Can you rewrite the records from the line containing "the dingo's bushy" through the end of the records, both included and with requests kept in, multiplying every coordinate in the answers by 2.3 and rounding each to a whole number, halves up?

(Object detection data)
++++++++
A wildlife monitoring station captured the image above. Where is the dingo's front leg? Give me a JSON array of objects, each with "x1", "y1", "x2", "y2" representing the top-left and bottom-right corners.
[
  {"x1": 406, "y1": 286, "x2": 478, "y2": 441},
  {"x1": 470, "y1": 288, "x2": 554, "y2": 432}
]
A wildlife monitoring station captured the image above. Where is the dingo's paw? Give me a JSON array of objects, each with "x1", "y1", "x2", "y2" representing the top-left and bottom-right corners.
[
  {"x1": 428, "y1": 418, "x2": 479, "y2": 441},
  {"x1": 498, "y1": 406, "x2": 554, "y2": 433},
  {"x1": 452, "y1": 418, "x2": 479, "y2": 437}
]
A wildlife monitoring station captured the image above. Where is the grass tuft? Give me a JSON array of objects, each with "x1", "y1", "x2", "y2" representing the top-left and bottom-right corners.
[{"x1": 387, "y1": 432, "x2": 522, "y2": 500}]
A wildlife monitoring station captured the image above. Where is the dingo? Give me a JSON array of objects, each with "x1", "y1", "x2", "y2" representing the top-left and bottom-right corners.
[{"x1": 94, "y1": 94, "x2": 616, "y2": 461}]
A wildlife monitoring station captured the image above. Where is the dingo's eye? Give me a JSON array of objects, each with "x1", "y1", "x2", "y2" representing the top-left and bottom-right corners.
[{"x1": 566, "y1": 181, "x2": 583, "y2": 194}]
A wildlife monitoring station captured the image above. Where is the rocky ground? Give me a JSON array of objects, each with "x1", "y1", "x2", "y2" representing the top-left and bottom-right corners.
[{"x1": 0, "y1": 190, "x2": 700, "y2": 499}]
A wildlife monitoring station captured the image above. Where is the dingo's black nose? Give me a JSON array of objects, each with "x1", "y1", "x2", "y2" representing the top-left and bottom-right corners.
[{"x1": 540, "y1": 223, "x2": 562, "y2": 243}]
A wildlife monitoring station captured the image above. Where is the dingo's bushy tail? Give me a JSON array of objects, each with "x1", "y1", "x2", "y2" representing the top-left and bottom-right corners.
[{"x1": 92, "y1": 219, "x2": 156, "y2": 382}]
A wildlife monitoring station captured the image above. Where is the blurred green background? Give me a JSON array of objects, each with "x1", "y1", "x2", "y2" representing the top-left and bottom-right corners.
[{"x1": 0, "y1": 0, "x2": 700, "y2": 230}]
++++++++
### The response
A wildlife monitoring station captured the image above. Where is the dingo's bushy tail? Give me a JSON array of objects, each with "x1", "y1", "x2", "y2" representing the top-left and bottom-right corners.
[{"x1": 212, "y1": 504, "x2": 359, "y2": 879}]
A wildlife monitoring station captured the image above. Where is the blurred green background? Give me a JSON array of objects, each with "x1", "y1", "x2", "y2" representing the top-left and bottom-right corners.
[{"x1": 0, "y1": 0, "x2": 1610, "y2": 529}]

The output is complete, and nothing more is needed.